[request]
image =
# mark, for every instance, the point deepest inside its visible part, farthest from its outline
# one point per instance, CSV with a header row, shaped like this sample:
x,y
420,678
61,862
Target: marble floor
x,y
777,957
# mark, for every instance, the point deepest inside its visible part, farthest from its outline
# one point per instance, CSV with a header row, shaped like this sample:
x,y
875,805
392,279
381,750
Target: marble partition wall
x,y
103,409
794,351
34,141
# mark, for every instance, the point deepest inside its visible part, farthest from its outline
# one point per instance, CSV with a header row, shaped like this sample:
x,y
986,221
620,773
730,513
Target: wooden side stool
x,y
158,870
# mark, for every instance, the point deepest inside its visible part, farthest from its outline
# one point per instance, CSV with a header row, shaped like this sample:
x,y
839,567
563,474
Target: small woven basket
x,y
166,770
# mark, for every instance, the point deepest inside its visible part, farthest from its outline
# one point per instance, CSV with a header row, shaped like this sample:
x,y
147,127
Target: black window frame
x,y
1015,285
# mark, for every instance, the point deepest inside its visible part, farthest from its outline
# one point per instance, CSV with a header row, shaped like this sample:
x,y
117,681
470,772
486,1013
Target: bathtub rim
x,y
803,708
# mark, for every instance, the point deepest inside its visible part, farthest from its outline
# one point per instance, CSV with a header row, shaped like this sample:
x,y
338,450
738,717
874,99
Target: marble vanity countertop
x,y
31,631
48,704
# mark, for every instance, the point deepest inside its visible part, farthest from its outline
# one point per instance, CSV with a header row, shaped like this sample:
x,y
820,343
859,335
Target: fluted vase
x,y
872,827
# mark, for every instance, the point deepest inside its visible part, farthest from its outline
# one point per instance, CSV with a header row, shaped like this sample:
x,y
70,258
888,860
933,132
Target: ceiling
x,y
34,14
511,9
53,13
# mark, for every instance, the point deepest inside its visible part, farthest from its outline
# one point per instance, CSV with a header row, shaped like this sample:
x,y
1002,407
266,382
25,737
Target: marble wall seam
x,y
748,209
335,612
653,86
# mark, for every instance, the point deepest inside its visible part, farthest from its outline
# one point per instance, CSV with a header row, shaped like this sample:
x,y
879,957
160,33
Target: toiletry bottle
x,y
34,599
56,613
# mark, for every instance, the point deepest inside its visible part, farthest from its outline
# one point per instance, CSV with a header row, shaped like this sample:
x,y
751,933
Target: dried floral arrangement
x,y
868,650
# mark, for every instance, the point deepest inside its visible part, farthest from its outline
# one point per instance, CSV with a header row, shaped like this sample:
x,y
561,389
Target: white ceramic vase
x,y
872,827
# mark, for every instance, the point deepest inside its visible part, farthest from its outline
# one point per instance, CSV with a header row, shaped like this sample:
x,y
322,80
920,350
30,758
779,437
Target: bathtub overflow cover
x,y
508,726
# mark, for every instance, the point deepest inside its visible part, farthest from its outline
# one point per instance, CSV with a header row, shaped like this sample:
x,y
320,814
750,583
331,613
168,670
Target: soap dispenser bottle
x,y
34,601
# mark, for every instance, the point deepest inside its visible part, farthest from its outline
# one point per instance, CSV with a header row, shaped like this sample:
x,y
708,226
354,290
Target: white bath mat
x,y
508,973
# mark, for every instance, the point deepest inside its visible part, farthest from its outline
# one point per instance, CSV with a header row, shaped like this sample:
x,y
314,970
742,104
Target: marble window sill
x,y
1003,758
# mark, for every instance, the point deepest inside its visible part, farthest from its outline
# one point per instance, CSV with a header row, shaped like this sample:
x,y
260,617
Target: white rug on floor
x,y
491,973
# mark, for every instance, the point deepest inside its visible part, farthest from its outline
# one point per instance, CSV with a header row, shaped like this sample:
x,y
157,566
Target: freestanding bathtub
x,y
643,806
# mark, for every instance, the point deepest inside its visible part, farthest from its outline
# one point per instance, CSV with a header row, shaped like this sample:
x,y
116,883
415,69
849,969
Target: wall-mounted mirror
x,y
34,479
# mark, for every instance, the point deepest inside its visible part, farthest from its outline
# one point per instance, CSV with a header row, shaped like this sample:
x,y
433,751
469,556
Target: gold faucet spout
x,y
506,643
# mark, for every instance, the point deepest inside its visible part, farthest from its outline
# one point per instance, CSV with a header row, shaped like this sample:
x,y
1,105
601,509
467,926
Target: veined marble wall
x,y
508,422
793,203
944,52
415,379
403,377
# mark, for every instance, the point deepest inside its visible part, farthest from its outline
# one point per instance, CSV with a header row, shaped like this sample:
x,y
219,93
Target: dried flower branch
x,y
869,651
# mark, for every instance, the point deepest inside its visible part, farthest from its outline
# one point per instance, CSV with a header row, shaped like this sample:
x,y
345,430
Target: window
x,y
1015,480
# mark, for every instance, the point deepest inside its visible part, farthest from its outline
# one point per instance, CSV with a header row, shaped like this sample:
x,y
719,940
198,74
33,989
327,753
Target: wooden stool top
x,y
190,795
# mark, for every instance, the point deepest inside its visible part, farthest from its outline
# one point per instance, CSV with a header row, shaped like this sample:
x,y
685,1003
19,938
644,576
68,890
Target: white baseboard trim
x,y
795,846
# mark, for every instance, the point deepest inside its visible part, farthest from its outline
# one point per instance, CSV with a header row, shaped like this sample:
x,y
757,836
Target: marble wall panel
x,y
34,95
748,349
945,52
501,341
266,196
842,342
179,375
☆ ☆ ☆ ☆
• _WRITTEN TASK_
Using the data above, reproduce every line exactly.

• _RESULT OF THE EXERCISE_
[request]
image =
# mark, for every instance, the point deepest inside its visible part, farthest from its outline
# one point per instance, CSV with a header row, shaped like this sample:
x,y
420,678
61,862
Target: marble floor
x,y
777,957
# mark, for every instance, the point deepest inside its visible part, farthest from its outline
# one point per instance, CSV with a header row, shaped like this sample:
x,y
875,805
392,279
381,750
Target: marble partition wall
x,y
103,409
794,351
34,141
# mark, for every instance, the point deepest inside its visible part, farthest from its outline
# one point per instance, CSV with a header row, shaped like this sample:
x,y
986,221
620,773
730,513
Target: wooden side stool
x,y
158,870
# mark, for every instance, the point deepest inside its visible part, farthest from its outline
# one point per instance, CSV with a header row, shaped like this sample:
x,y
839,567
563,474
Target: small woven basket
x,y
166,770
# mark, for every instance, the point deepest inside its visible part, farthest from its outline
# one point per instance, CSV with a header row, shaped like this sample:
x,y
147,127
Target: black window frame
x,y
1015,285
# mark, for every instance, the point deepest inside its visible part, farthest from its outline
# one point per instance, CSV with a header row, shaped like this sample:
x,y
117,681
470,772
486,1013
Target: bathtub rim
x,y
803,708
# mark, for every instance, the point deepest inside its visible part, farthest from its outline
# one point per instance, CSV with a header row, shaped like this sample:
x,y
338,450
738,717
874,99
Target: marble vanity countertop
x,y
31,631
48,704
# mark, for every instance, the point deepest inside its visible part, farthest from its outline
# one point per instance, CSV with a header row, shaped like this sample:
x,y
820,343
859,335
Target: fluted vase
x,y
872,827
# mark, for every instance, the point deepest inside its visible part, farthest from its outline
# one point per instance, CSV with a header row, shaped like this sample:
x,y
70,258
888,860
933,132
Target: ceiling
x,y
34,14
511,9
53,13
# mark, for every instance, the point deepest inside its visible part, farthest from its outline
# one point per instance, CSV with a header row, shaped like this sample:
x,y
1002,407
266,382
25,737
Target: marble wall seam
x,y
748,209
335,612
653,86
# mark, for every instance, the point deepest inside its visible part, farthest from its outline
# one point per instance, CSV with a header row, shaped like this sample:
x,y
879,957
160,33
Target: toiletry bottle
x,y
34,599
56,613
# mark, for every instance, the point deepest inside its visible part, farthest from its outline
# one point per instance, CSV with a header row, shaped like this sample:
x,y
751,933
Target: dried floral arrangement
x,y
868,650
# mark, for every instance, the point deepest inside its visible part, farthest from its outline
# one point per instance, CSV with a header row, shaped like this sample:
x,y
561,389
Target: white ceramic vase
x,y
872,827
# mark, for every instance, the point deepest inside its visible part, farthest from its outline
# one point per instance, CSV with a header row, shaped like this sample:
x,y
322,80
920,350
30,758
779,437
Target: bathtub overflow cover
x,y
508,726
# mark, for every instance, the point deepest inside its visible part, farthest from its outline
# one point per instance, CSV with a header row, shaped like this sample:
x,y
320,814
750,583
331,613
168,670
Target: soap dispenser bottle
x,y
34,601
# mark, for every instance, the point deepest inside its visible part, farthest from its outline
# one point per instance, CSV with a header row, shaped like this sample:
x,y
708,226
354,290
Target: white bath mat
x,y
508,973
# mark, for every instance, the point deepest inside its visible part, farthest from its outline
# one point per instance, CSV with a header row, shaped like this sample:
x,y
314,970
742,104
Target: marble window sill
x,y
1003,758
# mark, for every instance, the point deepest inside its visible part, farthest from its outline
# one point per instance, CSV with a header row, shaped like this sample:
x,y
260,617
Target: white rug on floor
x,y
491,973
# mark, for every instance, the point deepest inside its visible part, farthest from its outline
# one point per instance, CSV with a header row, shaped like this sample:
x,y
157,566
Target: freestanding bathtub
x,y
643,806
# mark, for every instance, the point deepest inside its visible part, farthest from its outline
# one point per instance, CSV with a header row, shaped like this sample:
x,y
116,883
415,69
849,969
Target: wall-mounted mirror
x,y
34,479
# mark, for every instance, the point deepest inside its visible part, farthest from its outline
# one point per instance, CSV with a header row, shaped like this sample:
x,y
433,751
469,556
Target: gold faucet spout
x,y
506,643
# mark, for every instance, the point deepest inside its visible part, farthest from its outline
# one point per instance, CSV with a header row, shaped like this sample:
x,y
1,105
601,509
467,926
Target: veined marble wall
x,y
508,422
793,203
944,52
415,379
403,377
# mark, for every instance, the point deepest inside its visible part, farthest from its outline
# one point per instance, CSV with a header row, shaped like this sample:
x,y
219,93
Target: dried flower branch
x,y
869,651
# mark, for every instance, the point deepest inside its visible part, farthest from its outline
# one point per instance, CSV with a header row, shaped like this sample:
x,y
345,430
Target: window
x,y
1015,480
# mark, for every instance, the point deepest inside its visible part, farthest from its outline
# one point per instance, CSV with a header row, shaped like this sample:
x,y
719,940
198,74
33,989
327,753
Target: wooden stool top
x,y
190,795
# mark, for every instance, the point deepest inside its visible part, farthest from its outline
# one point per instance, CSV with a header row, shaped like this sample:
x,y
685,1003
19,938
644,576
68,890
Target: white baseboard trim
x,y
795,846
# mark, for every instance, the point deepest inside its visible part, farthest from its outline
# one point per instance, CSV with a header row, shaped like this sample:
x,y
757,836
Target: marble wall panel
x,y
34,95
748,349
945,52
501,341
266,196
842,342
179,375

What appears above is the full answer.